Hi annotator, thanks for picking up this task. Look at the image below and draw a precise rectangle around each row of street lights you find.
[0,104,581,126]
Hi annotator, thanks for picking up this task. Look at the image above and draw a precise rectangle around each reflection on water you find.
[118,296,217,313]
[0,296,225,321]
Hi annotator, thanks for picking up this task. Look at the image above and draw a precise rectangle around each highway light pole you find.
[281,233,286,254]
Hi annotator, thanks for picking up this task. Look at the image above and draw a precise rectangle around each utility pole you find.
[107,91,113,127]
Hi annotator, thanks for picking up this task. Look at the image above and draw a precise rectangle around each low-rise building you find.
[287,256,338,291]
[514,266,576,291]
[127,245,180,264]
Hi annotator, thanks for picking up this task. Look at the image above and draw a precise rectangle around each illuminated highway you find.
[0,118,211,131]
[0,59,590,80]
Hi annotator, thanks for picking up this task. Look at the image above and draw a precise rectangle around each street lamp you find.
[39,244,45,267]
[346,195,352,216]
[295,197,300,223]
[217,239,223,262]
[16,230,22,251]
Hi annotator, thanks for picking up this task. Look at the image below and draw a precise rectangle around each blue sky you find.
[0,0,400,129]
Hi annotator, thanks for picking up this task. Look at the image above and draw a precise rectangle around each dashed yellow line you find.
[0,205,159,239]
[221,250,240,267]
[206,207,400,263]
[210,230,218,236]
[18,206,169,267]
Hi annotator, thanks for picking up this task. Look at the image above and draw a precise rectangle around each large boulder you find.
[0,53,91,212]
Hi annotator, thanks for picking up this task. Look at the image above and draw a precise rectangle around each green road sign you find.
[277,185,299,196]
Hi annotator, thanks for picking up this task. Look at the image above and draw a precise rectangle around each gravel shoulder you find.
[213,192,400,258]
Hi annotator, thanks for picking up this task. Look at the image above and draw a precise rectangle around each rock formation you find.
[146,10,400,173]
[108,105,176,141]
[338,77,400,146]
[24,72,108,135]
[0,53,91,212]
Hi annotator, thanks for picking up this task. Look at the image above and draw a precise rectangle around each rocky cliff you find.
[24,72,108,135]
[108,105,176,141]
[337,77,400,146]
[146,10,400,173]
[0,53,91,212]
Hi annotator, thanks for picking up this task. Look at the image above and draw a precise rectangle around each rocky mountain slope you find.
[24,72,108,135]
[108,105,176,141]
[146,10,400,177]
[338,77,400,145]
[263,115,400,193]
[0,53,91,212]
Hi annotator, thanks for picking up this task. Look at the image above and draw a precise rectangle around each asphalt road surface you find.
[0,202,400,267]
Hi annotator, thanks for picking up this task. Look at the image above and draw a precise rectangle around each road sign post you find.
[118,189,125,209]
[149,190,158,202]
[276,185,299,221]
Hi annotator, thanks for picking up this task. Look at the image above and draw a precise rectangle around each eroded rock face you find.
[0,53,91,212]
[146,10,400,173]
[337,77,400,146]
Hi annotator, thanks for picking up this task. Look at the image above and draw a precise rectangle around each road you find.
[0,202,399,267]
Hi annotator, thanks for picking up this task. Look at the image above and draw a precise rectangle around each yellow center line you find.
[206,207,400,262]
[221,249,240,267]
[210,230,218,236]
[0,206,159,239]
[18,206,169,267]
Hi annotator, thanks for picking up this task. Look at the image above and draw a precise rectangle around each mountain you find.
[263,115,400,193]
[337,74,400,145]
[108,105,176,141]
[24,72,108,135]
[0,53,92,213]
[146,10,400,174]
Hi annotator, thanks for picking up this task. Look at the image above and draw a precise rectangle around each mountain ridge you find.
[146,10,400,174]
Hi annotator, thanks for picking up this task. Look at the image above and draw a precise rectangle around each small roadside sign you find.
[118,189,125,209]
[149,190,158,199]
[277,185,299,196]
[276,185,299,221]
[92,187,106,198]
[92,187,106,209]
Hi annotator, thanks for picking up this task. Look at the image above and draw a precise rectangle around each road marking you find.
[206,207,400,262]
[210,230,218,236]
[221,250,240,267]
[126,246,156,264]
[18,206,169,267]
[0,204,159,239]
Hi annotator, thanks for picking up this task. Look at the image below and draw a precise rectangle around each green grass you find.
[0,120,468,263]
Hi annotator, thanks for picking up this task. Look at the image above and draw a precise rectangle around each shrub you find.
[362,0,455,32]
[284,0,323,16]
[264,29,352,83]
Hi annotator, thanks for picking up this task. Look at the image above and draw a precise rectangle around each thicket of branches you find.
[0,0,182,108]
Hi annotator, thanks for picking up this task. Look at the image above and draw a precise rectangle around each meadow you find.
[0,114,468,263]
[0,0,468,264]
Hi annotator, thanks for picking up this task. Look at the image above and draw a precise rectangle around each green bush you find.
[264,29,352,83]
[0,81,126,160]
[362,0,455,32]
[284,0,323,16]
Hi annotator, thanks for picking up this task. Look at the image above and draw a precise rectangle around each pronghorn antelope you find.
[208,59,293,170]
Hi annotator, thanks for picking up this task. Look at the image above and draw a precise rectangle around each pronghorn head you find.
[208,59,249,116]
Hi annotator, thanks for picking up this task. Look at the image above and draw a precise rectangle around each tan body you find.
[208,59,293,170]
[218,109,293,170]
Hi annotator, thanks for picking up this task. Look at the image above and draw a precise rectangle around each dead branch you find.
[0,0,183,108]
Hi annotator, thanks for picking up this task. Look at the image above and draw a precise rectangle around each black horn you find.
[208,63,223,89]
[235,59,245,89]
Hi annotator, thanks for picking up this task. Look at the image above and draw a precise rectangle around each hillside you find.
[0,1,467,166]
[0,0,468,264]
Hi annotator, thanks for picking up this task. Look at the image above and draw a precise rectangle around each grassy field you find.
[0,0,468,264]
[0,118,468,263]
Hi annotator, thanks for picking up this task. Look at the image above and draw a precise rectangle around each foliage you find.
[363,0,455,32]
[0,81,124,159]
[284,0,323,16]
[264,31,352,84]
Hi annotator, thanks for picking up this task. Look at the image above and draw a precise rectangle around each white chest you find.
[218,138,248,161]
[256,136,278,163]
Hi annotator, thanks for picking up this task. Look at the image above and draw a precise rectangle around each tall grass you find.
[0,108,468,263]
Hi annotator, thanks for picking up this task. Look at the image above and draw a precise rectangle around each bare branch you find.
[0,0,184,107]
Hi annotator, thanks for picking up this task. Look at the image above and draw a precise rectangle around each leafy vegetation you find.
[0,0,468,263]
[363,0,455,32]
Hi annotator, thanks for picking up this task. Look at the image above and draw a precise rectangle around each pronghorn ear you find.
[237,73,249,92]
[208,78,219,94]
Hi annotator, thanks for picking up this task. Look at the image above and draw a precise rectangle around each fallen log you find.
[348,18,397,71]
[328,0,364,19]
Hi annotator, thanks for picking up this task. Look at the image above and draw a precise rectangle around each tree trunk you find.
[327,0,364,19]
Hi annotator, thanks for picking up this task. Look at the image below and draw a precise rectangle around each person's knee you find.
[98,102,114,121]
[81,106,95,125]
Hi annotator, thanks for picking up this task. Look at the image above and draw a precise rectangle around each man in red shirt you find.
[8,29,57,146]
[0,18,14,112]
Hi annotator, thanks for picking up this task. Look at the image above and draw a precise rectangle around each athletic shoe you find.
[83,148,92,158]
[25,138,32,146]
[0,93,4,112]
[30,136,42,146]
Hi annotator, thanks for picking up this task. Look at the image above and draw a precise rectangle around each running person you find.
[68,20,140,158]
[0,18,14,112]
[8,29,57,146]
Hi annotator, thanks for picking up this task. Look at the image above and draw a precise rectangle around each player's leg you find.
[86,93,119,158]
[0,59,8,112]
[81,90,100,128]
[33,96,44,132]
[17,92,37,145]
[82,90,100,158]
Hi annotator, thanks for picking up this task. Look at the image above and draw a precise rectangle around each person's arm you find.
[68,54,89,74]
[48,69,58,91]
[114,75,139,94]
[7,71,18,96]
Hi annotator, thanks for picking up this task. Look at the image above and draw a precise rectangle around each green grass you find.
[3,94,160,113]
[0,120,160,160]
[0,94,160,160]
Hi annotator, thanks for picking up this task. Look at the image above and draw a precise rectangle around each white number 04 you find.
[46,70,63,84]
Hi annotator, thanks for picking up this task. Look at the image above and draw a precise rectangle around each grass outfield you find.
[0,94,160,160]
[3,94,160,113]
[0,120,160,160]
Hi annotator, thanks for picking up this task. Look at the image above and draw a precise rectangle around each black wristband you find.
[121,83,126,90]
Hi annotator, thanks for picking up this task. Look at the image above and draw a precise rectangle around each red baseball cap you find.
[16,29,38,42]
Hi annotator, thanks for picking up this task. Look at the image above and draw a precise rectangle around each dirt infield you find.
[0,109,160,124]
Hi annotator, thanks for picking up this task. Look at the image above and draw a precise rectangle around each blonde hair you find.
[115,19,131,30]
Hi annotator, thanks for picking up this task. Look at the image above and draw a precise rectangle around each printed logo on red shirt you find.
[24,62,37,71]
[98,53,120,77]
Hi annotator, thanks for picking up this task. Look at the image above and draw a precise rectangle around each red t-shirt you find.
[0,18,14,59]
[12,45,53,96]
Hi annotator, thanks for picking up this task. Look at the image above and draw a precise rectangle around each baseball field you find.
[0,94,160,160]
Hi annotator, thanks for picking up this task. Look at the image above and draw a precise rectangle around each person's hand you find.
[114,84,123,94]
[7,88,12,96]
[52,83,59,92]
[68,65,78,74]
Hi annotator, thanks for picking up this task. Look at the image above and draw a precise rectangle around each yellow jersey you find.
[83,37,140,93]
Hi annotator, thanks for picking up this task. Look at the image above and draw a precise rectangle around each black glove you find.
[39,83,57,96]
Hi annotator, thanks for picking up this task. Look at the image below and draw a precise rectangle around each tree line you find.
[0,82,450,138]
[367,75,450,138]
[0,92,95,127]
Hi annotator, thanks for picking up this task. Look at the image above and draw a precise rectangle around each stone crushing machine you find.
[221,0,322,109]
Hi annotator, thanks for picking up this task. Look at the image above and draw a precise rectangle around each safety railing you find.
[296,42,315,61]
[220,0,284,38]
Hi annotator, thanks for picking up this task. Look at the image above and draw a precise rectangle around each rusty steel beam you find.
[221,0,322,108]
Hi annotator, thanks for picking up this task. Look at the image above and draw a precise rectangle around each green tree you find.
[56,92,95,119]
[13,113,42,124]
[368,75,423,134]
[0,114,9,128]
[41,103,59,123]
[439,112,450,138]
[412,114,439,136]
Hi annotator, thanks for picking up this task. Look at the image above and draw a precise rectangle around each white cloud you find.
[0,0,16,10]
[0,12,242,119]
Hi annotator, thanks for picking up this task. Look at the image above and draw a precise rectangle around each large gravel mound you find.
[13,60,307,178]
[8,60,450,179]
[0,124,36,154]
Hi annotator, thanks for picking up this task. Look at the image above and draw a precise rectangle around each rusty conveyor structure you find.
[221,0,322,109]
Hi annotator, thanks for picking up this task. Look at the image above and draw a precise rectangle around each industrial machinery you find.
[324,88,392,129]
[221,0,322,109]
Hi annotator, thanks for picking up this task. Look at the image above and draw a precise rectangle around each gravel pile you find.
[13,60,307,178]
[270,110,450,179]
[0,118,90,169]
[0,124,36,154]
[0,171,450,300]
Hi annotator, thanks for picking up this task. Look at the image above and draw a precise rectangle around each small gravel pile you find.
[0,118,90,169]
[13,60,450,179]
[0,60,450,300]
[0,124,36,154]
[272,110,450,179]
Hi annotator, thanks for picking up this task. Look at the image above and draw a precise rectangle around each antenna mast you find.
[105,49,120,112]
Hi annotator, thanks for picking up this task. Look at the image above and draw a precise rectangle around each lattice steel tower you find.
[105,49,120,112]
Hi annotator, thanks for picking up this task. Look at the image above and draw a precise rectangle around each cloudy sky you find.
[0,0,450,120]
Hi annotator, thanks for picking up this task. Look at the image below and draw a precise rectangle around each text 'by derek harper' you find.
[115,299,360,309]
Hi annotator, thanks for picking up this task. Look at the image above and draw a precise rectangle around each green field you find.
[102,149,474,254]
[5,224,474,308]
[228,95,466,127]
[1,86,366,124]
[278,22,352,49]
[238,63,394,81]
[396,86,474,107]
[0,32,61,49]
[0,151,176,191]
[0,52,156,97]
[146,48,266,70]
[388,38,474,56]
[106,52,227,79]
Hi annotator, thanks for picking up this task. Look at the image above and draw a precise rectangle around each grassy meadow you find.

• **Requirement**: Write out the entries from the line containing "roadside sign you find." to the line containing "[92,187,106,209]", both included, as a JSON list of strings with one string per line and blank lines left out.

• **The solution**:
[
  "Hi annotator, thanks for picking up this task. Look at the image above and draw a precise rectangle around each small roadside sign you find.",
  "[118,189,125,209]",
  "[149,190,158,199]",
  "[277,185,299,196]",
  "[276,185,299,221]",
  "[92,187,106,198]",
  "[92,187,106,209]"
]